What the task asks:
Entries follow. Return each line that contains the word "target".

Dataset extract:
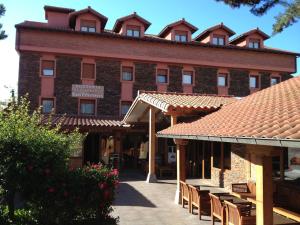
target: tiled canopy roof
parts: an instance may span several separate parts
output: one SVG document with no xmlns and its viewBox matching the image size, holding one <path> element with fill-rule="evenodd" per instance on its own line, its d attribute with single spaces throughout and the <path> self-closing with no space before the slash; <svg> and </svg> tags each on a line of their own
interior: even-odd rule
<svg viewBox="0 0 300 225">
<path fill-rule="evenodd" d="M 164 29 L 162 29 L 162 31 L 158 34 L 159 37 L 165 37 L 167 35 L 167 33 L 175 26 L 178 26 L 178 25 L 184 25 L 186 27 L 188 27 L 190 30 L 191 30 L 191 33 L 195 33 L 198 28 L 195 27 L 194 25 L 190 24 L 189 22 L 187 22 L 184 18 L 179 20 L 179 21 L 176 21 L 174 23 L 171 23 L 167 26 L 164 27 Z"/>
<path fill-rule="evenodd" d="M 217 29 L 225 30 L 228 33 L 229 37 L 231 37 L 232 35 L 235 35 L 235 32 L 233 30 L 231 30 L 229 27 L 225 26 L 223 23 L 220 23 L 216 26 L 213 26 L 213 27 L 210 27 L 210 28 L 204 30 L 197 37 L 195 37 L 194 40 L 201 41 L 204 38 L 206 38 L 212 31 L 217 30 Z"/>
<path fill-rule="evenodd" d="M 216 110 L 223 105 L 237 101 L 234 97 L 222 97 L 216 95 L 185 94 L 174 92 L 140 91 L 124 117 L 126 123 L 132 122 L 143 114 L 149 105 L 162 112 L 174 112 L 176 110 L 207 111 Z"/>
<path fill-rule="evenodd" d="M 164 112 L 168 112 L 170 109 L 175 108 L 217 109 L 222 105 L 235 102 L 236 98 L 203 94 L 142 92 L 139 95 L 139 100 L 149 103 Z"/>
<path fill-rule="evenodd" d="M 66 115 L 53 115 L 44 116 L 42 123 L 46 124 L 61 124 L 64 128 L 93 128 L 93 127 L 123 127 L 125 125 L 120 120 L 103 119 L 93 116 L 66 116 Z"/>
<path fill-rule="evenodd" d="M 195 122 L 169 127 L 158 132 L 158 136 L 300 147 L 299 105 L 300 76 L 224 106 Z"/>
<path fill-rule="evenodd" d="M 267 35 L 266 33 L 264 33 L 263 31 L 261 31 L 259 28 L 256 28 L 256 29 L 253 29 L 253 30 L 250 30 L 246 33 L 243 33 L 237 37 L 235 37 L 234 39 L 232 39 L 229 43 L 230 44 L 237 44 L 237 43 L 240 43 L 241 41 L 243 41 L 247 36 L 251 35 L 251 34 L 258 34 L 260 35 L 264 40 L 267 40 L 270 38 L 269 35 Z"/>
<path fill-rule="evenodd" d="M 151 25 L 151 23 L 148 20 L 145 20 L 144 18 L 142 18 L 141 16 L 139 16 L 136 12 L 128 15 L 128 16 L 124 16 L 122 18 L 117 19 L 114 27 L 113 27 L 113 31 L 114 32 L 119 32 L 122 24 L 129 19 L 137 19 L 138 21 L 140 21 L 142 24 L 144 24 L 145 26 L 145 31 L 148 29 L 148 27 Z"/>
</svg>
* * *
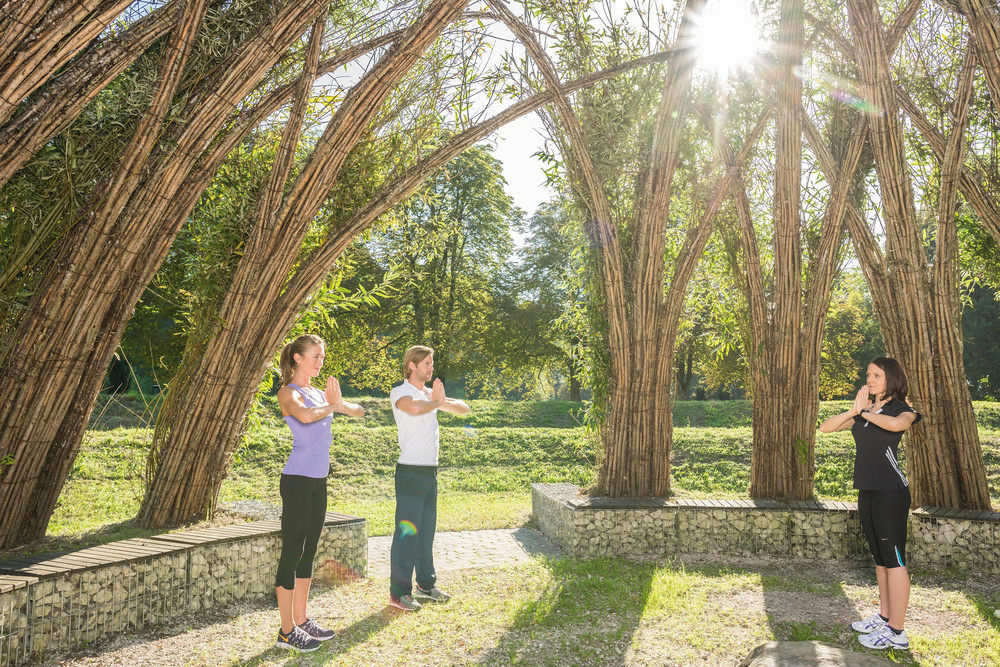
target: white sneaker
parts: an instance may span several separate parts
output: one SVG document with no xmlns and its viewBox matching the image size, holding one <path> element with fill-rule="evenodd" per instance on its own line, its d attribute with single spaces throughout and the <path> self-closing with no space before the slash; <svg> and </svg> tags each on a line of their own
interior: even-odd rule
==
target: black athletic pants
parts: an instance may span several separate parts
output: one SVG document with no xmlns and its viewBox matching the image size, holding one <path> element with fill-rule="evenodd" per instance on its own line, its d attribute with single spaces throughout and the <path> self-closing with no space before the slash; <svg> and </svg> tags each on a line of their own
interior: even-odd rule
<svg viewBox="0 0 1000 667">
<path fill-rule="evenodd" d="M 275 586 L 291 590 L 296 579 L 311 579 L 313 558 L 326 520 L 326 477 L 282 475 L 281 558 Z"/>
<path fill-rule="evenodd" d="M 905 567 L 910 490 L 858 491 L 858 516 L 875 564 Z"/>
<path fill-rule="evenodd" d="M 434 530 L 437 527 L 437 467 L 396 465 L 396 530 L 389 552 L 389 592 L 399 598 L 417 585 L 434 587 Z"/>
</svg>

Reply to the task:
target: tiled canopy roof
target: white sneaker
target: black athletic pants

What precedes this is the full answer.